--- begin DOCUMENT EXCERPT ---
Quantum world mysteries - Entanglement

In a recent paper published in Science, researchers demonstrate how the entanglement of electron spins of defects in silicon carbide can be prolonged up to 10 000 times. This is a huge step forward in a practical sense for the attempt to utilize quantum states (solid-state qubits) as information carriers. 
But what is entanglement, and what is so mysterious about it? The mystery is due to the behavior which is opposite to our everyday experience of the objects around us. It relies on one of the basic principles of quantum mechanics - superposition. Superposition is also known in classical mechanics, e.g. think of the waves in the water and how the number of waves can interact in a complex way, forming patterns. But in the quantum world, the superposition is in the nature of things – state of some quantum system is, while not disturbed, superposition of all possible combinations of n particle states at the same time – like in the famous Schrodinger example, the cat is both dead and alive. Some interesting consequences of this are demonstrated in Young’s experiment (read in the previous post). This fundamental difference leads to an enormous (exponential) increase in the information which can be stored in quantum systems in the state of specific superposition (coherence). 

Entanglement goes a step further-some quantum state can be generated such that it is not only the superposition of particle states but such superposition that cannot be broken down to individual particle states, meaning that the quantum state of each particle of the group cannot be described independently of the state of the others. Some measurable properties of these particles are entangled. Think for example of two electrons with entangled spins. Two remarkable consequences arise.  Measuring the spin of one particle gives a definite answer to the property of other (kind like you cheated by knowing the sum of the spins in the beginning); however, keep in mind that each spin has no definite value until the measurement happens, and only interference with the entangled system - measurement, in this case, collapse state of a spin into one definite value. Secondly, the distance between electrons in the moment of measurement is of no importance at all. If you think of the information about measurement traveling from one electron to the other to ‘inform’ it that the measurement happened, you will find it that the speed it had was much larger (over 10000 times higher) than the speed of light… so some other interpretation might be needed to reconcile quantum theory and Einstein's theory of relativity.
--- end DOCUMENT EXCERPT ---
--- begin EXCERPTED RECORDS ---
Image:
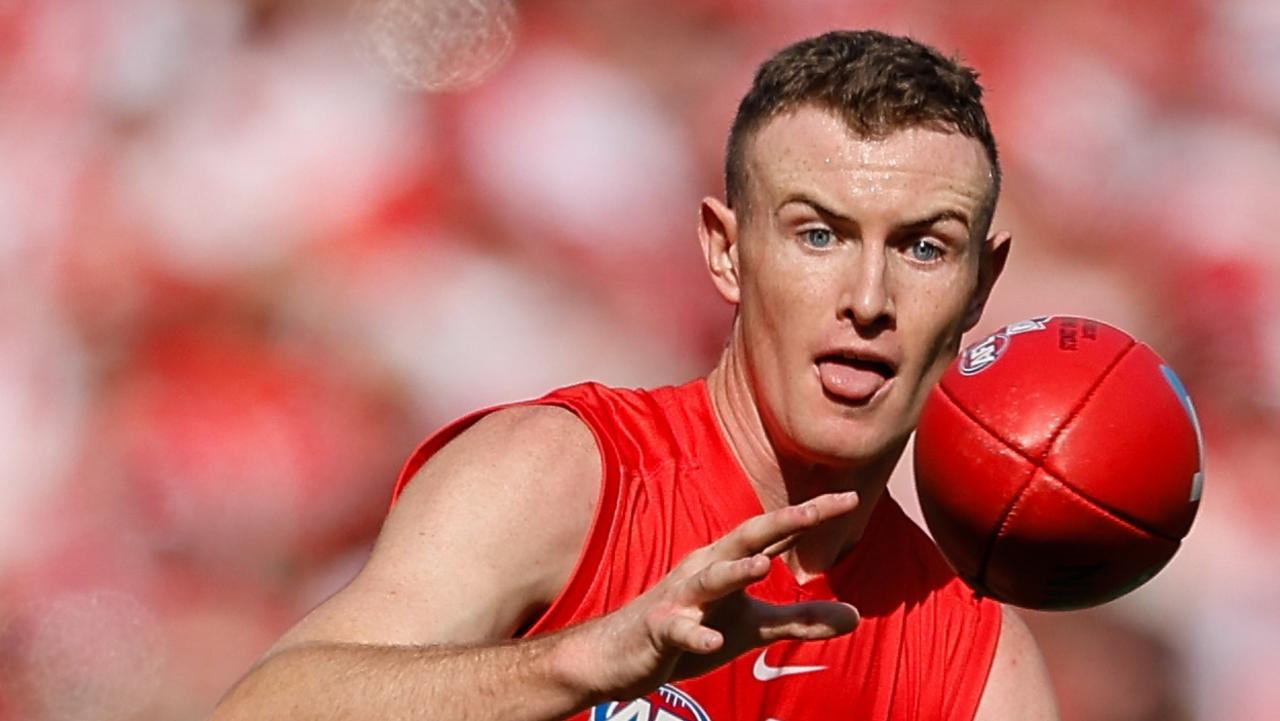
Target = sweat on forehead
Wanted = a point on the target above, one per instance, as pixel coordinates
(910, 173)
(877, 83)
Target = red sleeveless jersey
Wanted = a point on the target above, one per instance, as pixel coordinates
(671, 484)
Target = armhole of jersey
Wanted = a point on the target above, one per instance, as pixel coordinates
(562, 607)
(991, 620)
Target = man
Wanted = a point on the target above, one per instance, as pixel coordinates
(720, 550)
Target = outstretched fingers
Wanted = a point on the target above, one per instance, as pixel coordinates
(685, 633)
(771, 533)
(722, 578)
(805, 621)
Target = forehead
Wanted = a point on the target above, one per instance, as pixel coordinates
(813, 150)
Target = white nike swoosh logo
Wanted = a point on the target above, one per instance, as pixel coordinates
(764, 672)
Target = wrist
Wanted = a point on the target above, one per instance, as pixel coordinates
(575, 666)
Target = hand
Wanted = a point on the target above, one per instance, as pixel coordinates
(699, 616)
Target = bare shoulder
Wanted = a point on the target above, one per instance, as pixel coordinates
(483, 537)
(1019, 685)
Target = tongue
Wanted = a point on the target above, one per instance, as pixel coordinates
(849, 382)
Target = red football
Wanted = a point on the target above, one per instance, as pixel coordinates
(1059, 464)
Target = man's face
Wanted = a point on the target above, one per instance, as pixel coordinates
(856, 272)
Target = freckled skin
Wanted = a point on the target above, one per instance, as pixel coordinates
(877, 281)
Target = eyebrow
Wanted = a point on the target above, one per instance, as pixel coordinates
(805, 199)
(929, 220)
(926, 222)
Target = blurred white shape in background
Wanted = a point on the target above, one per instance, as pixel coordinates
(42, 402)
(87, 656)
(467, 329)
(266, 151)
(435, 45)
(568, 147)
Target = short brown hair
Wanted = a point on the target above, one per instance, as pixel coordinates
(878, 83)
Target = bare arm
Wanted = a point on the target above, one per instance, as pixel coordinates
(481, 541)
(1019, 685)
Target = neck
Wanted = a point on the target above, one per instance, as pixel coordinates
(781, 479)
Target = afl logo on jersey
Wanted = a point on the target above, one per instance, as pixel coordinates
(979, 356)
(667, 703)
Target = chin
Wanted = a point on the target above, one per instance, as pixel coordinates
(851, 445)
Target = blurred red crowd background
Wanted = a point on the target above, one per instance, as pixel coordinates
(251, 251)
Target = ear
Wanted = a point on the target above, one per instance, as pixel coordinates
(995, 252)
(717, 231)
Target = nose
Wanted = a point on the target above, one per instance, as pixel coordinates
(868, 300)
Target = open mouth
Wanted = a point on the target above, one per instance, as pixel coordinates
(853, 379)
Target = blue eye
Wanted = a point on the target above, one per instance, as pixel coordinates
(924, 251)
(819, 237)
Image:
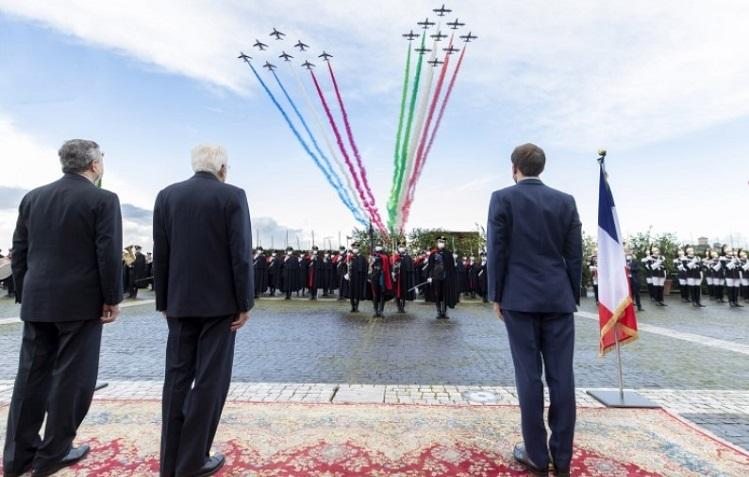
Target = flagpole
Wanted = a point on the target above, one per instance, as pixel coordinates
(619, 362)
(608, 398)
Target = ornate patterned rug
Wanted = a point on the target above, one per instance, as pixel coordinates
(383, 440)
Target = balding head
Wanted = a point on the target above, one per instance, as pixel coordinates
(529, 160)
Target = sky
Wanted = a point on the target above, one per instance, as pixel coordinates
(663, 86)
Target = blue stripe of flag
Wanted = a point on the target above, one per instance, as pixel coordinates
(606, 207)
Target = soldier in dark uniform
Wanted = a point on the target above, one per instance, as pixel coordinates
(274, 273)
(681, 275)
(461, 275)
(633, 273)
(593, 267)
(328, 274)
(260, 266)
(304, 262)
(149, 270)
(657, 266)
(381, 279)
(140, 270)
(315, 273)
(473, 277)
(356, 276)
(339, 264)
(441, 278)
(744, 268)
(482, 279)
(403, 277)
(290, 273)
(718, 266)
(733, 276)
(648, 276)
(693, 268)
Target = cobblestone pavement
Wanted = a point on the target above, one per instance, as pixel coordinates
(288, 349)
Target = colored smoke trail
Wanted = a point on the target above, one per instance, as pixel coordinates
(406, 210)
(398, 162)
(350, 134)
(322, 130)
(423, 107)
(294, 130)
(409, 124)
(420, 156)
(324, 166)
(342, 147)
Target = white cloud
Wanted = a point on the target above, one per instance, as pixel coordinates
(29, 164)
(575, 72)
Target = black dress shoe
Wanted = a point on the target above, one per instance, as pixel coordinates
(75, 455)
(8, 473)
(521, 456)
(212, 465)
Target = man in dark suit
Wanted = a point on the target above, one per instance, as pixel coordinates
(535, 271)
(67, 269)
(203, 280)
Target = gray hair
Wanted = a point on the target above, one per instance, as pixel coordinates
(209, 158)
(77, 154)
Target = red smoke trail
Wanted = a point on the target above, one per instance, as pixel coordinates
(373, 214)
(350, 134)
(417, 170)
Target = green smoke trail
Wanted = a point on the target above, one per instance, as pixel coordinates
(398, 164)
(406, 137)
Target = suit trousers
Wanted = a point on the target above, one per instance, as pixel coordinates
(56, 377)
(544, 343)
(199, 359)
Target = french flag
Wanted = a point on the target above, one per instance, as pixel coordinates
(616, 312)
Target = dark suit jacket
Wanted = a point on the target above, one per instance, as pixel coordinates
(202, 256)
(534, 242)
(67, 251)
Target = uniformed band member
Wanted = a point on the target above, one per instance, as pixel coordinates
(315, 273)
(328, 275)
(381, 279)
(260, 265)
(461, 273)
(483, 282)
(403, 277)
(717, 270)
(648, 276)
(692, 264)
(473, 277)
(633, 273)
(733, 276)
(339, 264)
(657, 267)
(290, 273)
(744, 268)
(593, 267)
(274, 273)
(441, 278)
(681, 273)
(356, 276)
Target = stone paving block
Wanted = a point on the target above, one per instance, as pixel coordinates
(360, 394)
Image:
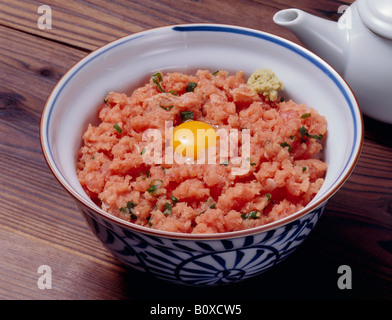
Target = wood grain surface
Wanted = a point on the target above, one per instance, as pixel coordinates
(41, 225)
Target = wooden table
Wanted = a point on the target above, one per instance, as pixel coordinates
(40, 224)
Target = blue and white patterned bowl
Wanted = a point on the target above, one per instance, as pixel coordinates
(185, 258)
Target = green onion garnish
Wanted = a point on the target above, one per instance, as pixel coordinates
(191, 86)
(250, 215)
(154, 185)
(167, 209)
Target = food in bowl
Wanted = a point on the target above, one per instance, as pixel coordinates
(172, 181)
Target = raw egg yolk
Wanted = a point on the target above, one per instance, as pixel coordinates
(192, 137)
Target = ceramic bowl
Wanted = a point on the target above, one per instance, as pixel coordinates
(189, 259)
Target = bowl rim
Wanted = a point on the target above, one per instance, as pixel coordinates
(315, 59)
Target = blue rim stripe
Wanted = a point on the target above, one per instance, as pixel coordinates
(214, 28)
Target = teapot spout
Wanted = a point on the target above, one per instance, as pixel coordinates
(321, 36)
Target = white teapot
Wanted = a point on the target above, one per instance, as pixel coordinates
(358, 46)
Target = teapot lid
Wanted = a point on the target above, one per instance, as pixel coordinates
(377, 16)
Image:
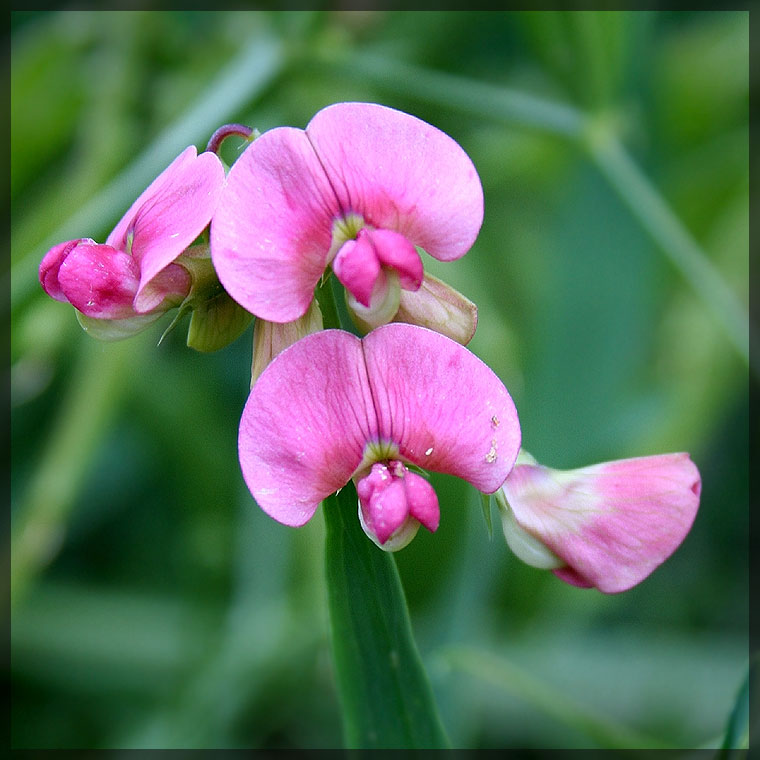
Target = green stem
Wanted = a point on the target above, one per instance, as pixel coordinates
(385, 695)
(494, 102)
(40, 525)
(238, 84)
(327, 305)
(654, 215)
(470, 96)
--- end EXCERPTED RECORDS ---
--- begin EXCERPTED RECORDS ---
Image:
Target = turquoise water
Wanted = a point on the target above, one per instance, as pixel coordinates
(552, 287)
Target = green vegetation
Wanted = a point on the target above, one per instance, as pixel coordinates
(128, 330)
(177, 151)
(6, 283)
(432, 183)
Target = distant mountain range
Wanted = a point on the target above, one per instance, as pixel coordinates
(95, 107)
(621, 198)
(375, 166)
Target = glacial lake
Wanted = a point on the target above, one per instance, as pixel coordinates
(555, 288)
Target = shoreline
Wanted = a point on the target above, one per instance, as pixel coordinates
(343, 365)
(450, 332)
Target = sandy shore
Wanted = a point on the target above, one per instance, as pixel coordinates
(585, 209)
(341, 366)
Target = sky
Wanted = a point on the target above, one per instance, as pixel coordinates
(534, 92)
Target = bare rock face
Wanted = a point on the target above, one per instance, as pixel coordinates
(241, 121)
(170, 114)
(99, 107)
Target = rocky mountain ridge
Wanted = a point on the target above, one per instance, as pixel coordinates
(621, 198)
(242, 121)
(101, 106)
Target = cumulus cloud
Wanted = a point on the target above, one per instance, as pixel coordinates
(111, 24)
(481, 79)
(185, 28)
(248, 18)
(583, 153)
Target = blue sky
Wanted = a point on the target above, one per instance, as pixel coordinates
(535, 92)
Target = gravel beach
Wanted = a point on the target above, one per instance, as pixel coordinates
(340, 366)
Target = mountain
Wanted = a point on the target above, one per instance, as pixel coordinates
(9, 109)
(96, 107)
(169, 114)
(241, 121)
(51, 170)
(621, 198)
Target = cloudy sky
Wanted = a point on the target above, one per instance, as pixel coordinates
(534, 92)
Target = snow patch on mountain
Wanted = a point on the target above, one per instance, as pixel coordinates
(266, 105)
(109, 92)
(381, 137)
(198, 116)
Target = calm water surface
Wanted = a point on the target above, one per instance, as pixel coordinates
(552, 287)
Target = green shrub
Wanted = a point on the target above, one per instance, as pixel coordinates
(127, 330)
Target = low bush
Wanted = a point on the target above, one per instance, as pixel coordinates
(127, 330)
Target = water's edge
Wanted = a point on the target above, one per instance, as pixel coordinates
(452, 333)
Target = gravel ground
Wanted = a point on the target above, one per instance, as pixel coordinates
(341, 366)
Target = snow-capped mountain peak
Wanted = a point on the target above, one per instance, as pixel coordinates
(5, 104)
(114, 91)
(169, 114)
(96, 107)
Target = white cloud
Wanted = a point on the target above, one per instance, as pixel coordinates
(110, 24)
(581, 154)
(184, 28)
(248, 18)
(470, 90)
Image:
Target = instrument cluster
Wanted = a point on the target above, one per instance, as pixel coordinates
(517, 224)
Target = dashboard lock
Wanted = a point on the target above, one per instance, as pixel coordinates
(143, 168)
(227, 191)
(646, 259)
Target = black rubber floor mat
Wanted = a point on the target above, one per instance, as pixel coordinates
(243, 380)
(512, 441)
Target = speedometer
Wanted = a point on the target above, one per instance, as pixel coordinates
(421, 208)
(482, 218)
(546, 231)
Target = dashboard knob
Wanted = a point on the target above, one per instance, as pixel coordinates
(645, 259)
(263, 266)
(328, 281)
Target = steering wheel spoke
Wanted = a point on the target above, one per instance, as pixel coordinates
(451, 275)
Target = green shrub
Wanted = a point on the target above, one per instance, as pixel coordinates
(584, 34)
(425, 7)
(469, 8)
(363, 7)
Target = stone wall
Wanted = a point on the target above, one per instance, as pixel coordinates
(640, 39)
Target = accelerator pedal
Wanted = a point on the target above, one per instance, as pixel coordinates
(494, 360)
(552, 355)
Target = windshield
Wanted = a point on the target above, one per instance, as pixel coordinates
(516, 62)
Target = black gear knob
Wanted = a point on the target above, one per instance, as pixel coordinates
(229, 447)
--- end EXCERPTED RECORDS ---
### CHALLENGES
[A] List every person named in the entanglement post.
[B] Transcribe everything in the entanglement post from "In a recent" down to "as information carriers.".

### TASK SOLUTIONS
[A] Schrodinger, Young, Einstein

[B]
In a recent paper published in Science, researchers demonstrate how the entanglement of electron spins of defects in silicon carbide can be prolonged up to 10 000 times. This is a huge step forward in a practical sense for the attempt to utilize quantum states (solid-state qubits) as information carriers.